Extracted entries below:
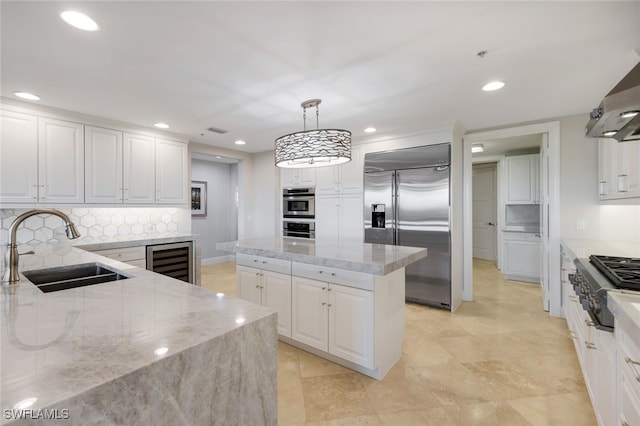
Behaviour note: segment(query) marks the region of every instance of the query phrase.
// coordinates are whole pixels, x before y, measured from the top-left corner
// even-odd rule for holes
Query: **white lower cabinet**
[[[145,246],[92,250],[91,252],[128,265],[147,269],[147,248]]]
[[[503,232],[502,273],[507,279],[540,280],[540,235],[527,232]]]
[[[611,424],[640,425],[640,346],[616,327],[618,419]]]
[[[238,296],[278,312],[278,333],[291,337],[291,275],[238,266]]]
[[[291,337],[373,368],[373,292],[294,276]]]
End of Extracted entries.
Activity.
Where the data contains images, drop them and print the rest exactly.

Result.
Behaviour note: segment(query) marks the region of every instance of the query phrase.
// coordinates are whole pixels, x before y, measured from the top-left corner
// even-odd rule for holes
Query: **white lower cabinet**
[[[145,246],[92,250],[91,252],[128,265],[147,269],[147,248]]]
[[[503,232],[502,273],[507,279],[540,280],[540,235],[527,232]]]
[[[611,424],[640,425],[640,346],[616,327],[618,419]]]
[[[238,296],[278,312],[278,333],[291,337],[291,275],[238,266]]]
[[[291,337],[373,368],[373,292],[294,276]]]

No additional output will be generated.